**Your instructions**
Please state where the scroll compressor text says the discharge port (25) is formed.

**Text section**
The fixed side end plate (22) is formed in a substantially circular plate shape. The fixed side wrap (23) is formed in the shape of a spiral wall that draws an involute curve, and protrudes from the front surface (the lower surface in this example) of the fixed side panel (22). The outer peripheral wall portion (24) is formed to surround the outer peripheral side of the fixed side wrap (23) and protrudes from the front surface of the fixed side end plate (22). The distal end surface (lower end surface in this example) of the fixed side wrap (23) and the distal end surface of the outer peripheral wall (24) are substantially flush with each other.

A suction port (not shown) is formed in the outer peripheral wall portion (24) of the fixed scroll (21). The intake port communicates with the second casing space (S2). A discharge port (25) is formed in the central portion of the fixed side end plate (22) of the fixed scroll (21) so as to pass through the fixed side end plate (22) in the thickness direction.

The movable scroll (26) has a movable side end plate (27), a movable side wrap (28), and a boss portion (29).

The movable end plate (27) is formed in a substantially circular plate shape. The movable side wrap (28) is formed in the shape of a spiral wall that draws an involute curve, and protrudes from the front surface (the upper surface in this example) of the movable side end plate (27). The boss portion (29) is cylindrical and arranged in the center of the rear surface (lower surface in this example) of the movable end plate (27). The movable scroll wrap (28) of the movable scroll (26) meshes with the fixed scroll wrap (23) of the fixed scroll (21).

With such a configuration, a compression chamber (S20) is formed between the fixed scroll (21) and the orbiting scroll (26). The compression chamber (S20) is a space for compressing fluid. The compression chamber (S20) is configured to compress fluid sucked through the suction pipe, the second casing space (S2), and the suction port, and to discharge the compressed fluid through the discharge port (25).

The electric motor (30) is housed in the casing (10) and arranged below the compression mechanism (20). The electric motor (30) has a stator (31) and a rotor (32). The stator (31) is substantially cylindrical and fixed to the casing (10). The rotor (32) is rotatably inserted through the inner circumference of the stator (31). The drive shaft (40) is inserted through and fixed to the inner circumference of the rotor (32).

**Extracted information**
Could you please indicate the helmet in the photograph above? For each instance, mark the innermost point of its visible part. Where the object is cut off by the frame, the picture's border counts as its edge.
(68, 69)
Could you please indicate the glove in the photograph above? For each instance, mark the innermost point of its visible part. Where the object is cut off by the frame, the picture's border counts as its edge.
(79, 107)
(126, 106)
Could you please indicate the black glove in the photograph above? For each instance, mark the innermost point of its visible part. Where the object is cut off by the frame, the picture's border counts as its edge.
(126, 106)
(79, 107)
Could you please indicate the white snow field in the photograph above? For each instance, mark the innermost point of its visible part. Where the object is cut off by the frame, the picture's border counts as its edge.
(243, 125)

---

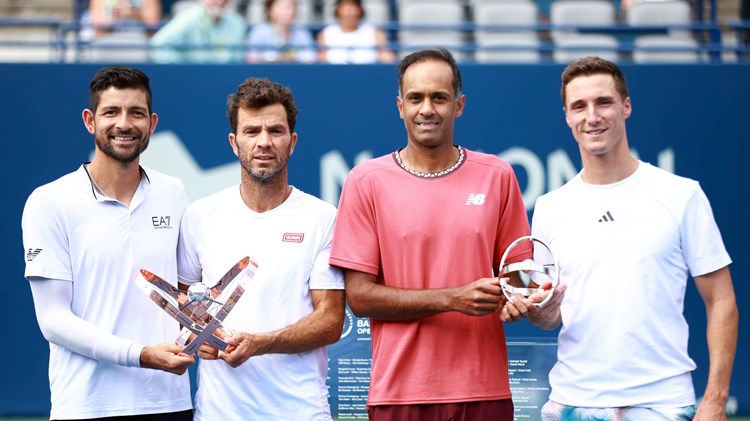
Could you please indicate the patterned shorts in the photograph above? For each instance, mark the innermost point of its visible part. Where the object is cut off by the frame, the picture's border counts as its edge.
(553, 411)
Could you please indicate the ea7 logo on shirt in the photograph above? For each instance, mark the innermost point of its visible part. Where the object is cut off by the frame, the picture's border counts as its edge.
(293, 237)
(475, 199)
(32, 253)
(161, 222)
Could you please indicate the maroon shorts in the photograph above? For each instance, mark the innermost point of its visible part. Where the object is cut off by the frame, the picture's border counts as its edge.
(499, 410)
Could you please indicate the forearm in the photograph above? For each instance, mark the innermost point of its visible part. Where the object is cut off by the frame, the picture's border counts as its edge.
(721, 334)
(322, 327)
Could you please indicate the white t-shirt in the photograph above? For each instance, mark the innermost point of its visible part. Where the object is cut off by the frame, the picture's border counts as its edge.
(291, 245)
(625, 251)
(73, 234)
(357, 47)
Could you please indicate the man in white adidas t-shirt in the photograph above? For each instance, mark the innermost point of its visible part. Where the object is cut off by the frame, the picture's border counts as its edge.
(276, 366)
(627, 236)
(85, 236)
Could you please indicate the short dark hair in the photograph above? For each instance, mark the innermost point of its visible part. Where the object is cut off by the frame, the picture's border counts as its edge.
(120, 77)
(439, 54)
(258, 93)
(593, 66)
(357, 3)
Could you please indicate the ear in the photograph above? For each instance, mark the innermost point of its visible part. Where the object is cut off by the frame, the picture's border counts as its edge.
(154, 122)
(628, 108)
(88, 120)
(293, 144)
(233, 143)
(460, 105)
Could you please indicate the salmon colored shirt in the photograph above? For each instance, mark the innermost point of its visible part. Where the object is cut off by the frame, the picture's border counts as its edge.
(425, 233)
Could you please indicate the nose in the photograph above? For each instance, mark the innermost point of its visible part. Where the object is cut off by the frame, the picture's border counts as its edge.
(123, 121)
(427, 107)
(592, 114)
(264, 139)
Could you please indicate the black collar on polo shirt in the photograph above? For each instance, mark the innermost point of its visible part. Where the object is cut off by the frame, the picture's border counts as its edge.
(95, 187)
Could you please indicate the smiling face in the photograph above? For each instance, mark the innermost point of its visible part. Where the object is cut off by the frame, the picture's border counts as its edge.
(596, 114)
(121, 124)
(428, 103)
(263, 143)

**Exercise answer**
In the central portion of the fixed side end plate (22) of the fixed scroll (21), passing through that end plate in the thickness direction.